Work instruction:
Extract every entry word for word. Skip the pictures.

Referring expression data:

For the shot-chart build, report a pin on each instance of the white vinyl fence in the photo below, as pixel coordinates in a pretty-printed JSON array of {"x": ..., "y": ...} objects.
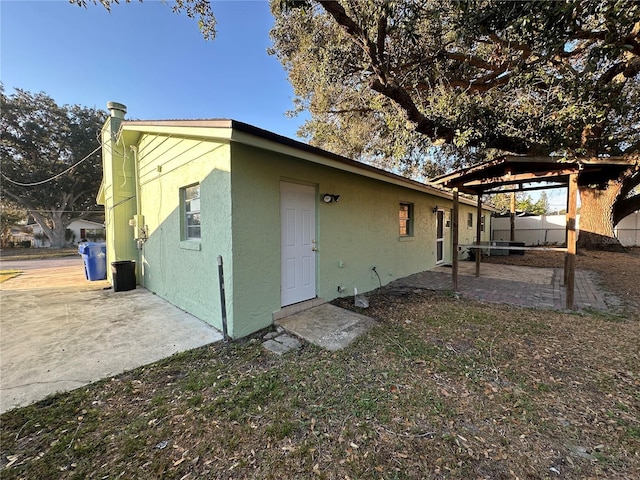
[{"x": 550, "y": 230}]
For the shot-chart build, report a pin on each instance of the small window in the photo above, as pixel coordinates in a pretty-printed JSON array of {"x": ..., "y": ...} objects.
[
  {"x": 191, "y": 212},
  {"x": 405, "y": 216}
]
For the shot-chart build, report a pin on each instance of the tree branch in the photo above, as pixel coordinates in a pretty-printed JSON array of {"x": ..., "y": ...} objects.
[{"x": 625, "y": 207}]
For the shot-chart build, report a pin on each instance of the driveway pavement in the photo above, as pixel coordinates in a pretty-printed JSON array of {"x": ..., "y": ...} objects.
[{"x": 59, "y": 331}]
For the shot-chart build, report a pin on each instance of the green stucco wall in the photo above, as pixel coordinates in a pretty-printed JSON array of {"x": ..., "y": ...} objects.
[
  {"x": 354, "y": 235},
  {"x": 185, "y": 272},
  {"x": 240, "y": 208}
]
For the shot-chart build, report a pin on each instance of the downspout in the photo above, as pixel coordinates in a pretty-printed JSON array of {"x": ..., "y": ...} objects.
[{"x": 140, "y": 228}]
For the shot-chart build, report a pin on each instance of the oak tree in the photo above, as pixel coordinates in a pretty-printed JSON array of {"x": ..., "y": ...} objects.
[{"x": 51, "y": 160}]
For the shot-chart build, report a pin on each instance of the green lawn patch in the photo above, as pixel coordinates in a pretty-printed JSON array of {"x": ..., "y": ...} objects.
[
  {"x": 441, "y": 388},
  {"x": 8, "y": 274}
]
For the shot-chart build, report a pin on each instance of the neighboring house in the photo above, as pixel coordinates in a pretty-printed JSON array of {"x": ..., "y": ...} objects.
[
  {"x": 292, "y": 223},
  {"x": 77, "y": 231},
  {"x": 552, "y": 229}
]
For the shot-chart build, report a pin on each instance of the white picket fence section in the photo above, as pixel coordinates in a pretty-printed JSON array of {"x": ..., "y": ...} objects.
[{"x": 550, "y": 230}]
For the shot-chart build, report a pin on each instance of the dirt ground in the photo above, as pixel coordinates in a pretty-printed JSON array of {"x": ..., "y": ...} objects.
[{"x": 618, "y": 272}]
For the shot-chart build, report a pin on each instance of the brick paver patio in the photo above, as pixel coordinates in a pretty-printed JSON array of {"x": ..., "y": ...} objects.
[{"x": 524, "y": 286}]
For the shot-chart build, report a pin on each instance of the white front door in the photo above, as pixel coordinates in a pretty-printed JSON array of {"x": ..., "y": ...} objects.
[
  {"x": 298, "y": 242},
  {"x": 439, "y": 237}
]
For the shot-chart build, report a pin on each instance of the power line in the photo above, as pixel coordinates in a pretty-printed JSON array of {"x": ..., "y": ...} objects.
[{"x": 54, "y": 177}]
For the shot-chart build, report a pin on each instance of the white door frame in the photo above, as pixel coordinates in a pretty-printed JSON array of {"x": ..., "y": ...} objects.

Response:
For the shot-chart build, report a pin on each instance of the white vinyl fence in the photo below, as pixel coordinates in a pretty-printed JSON array of {"x": ..., "y": ...} objects.
[{"x": 550, "y": 230}]
For the shot-chart build, report a pin on each instance of the small window in the photo above, as pixel coordinates in a pretty-printed JSON array of {"x": ..., "y": ...} objects.
[
  {"x": 191, "y": 212},
  {"x": 405, "y": 216}
]
For the shot-chart build, report a pin on each instance of the tree branch in the photo above, as pixel coordinates in a pretty-printed JSON array of {"x": ..., "y": ...} objects.
[{"x": 625, "y": 207}]
For the shot-chart build, report a pin on each instance of the driveway pavement in the photo above, as pixel coordinates in a pretty-printed JSON array of {"x": ..., "y": ...} objects.
[{"x": 59, "y": 331}]
For the shot-chart build, report a pin on each instance of the green stucco wall in the photo above, as pixel coordinates in a pretty-printed JSON array of {"x": ..., "y": ...} objects.
[
  {"x": 354, "y": 235},
  {"x": 185, "y": 272},
  {"x": 240, "y": 208}
]
For the shot-chart build, report a pin on each instance of the downspout in the photo above, as pixel coordinates in a pretty-printed JSON array of {"x": ..., "y": ...} objects.
[{"x": 140, "y": 228}]
For the shot-chart build, report a pin on each instance of the oak tree in the photo above, as pixel coordinates in a pretty-printed JSON array of {"x": ..., "y": ...} objects.
[{"x": 51, "y": 160}]
For the shot-chart build, report a pin on each instance of the green lawn patch in the photo above, as pixel coordinates in a pretty-printed JSON array of {"x": ..., "y": ...} objects.
[
  {"x": 441, "y": 388},
  {"x": 8, "y": 274}
]
For the shot-chart build, report a pin on each instance of the neighboring house in the photo above, as pixel coordinates in a pretty-printed JSON array of {"x": ..., "y": ...} objects.
[
  {"x": 292, "y": 223},
  {"x": 77, "y": 231},
  {"x": 552, "y": 229}
]
For the shot-chart build, report a pin on each instance of the white picket fence section in the photo above, as pixel coordinates in a pretty-printed JSON array of {"x": ..., "y": ...} objects.
[{"x": 550, "y": 230}]
For the shot-chart build, report a pin on each instance of the dirt ground in the photo above, as pixel coordinates in a pretty-printed JSON array of {"x": ..., "y": ...} objects.
[{"x": 618, "y": 272}]
For the shot-chart build, report a pin on each instance of the brick paver patio in the photo above, as pixel coordinates in a pretty-printed JSON array of {"x": ..., "y": ...} objects.
[{"x": 524, "y": 286}]
For the shot-chart build, report a pin on each instance of the white front door in the photo above, as pixel coordinates in a pretty-printed JSON array of {"x": ..., "y": ...} objects.
[
  {"x": 298, "y": 242},
  {"x": 439, "y": 237}
]
For the shot-chart build, report a pin on each instance of the power line in the photo above, as pixel coordinates in a pretty-printed JSON array of {"x": ..., "y": ...} objects.
[{"x": 54, "y": 177}]
For the shot-chart build, report a pin on each instance of the white door frame in the photo above, as pixel coordinates in a pretty-printed JSON array of {"x": ..., "y": ...} objects.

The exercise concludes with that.